● Requirements
Pick out every line in the data below that contains the string "mossy", matching its case exactly, and copy each of those lines.

● Given data
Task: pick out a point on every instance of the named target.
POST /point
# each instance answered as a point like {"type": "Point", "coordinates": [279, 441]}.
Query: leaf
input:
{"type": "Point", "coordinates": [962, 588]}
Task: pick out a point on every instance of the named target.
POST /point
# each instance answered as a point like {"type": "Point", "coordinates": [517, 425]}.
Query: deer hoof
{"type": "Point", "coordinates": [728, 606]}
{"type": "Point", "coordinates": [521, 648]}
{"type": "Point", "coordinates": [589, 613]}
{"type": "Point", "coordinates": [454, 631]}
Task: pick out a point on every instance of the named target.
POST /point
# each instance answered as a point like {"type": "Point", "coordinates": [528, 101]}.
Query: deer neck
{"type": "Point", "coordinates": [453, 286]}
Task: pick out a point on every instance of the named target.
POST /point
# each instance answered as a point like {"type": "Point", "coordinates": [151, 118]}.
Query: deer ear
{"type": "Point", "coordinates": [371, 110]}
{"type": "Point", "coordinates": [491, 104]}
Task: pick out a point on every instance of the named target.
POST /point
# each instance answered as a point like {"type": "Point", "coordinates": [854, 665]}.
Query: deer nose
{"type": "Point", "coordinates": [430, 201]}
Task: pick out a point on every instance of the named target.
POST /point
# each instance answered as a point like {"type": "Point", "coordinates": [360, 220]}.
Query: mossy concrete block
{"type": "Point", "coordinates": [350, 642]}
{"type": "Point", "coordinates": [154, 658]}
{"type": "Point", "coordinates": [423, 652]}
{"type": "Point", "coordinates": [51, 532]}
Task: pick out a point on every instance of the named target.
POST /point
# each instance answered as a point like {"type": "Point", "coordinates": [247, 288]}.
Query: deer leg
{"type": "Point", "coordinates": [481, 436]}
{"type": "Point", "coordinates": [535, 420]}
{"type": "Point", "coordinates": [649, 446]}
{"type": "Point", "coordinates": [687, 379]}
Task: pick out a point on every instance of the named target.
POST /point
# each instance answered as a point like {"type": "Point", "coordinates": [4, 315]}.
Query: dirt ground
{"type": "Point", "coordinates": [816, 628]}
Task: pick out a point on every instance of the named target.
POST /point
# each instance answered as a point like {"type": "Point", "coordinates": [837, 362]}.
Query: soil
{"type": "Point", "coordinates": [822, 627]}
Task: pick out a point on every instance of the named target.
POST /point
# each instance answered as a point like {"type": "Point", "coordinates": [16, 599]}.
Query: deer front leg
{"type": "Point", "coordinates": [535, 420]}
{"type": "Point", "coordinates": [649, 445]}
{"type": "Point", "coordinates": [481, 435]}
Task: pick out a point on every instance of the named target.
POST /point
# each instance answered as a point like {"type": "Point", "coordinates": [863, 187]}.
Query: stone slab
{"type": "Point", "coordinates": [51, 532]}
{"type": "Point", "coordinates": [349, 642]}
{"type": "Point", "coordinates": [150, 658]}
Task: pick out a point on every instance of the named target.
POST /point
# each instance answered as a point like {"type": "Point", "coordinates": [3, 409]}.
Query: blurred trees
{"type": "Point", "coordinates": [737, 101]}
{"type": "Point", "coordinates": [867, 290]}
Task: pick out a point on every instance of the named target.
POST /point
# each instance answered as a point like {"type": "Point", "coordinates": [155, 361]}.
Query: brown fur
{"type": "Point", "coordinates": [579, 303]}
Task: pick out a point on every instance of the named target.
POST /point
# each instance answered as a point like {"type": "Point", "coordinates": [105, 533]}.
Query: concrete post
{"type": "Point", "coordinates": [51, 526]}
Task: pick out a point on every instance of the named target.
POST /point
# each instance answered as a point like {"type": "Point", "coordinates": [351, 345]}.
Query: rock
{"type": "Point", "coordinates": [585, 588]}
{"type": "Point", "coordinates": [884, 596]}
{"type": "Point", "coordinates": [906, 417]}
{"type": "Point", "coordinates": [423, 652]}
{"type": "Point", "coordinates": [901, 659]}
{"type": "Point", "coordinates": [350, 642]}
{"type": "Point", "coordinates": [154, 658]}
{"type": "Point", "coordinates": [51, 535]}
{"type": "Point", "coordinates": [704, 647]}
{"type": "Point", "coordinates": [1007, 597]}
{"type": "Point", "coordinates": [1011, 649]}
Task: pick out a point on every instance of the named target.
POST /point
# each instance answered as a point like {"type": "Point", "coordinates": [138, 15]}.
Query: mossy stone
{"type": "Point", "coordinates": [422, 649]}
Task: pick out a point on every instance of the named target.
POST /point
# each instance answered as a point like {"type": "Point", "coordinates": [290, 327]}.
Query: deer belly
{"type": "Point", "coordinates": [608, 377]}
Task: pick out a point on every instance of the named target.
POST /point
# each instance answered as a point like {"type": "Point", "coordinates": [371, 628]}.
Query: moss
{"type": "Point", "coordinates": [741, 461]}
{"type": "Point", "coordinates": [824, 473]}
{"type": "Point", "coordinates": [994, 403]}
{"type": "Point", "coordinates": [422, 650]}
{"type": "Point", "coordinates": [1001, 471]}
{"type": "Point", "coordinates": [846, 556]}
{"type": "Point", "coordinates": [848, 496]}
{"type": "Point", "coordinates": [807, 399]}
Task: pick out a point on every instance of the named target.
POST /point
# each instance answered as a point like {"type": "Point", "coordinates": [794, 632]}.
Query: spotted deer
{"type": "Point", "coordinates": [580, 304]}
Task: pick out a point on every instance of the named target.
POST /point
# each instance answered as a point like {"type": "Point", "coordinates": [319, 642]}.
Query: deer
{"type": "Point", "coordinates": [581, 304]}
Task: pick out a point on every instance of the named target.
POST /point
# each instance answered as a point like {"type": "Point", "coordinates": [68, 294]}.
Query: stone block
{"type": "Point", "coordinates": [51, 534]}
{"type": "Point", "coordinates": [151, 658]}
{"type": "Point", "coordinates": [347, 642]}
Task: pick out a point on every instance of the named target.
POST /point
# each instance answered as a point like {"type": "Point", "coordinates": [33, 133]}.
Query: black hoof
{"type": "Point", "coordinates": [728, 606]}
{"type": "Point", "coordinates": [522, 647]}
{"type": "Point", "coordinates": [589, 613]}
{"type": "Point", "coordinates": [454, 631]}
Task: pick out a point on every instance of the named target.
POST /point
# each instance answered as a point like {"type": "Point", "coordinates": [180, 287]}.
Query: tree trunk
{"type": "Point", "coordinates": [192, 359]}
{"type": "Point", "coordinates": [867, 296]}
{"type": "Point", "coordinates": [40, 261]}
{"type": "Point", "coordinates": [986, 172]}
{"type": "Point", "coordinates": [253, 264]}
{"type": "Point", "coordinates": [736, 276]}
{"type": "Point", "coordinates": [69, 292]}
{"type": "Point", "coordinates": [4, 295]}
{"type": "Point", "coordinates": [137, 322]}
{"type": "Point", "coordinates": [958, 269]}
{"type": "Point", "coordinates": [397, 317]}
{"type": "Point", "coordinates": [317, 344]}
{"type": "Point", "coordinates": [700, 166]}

● Response
Query: mossy concrete block
Query: mossy stone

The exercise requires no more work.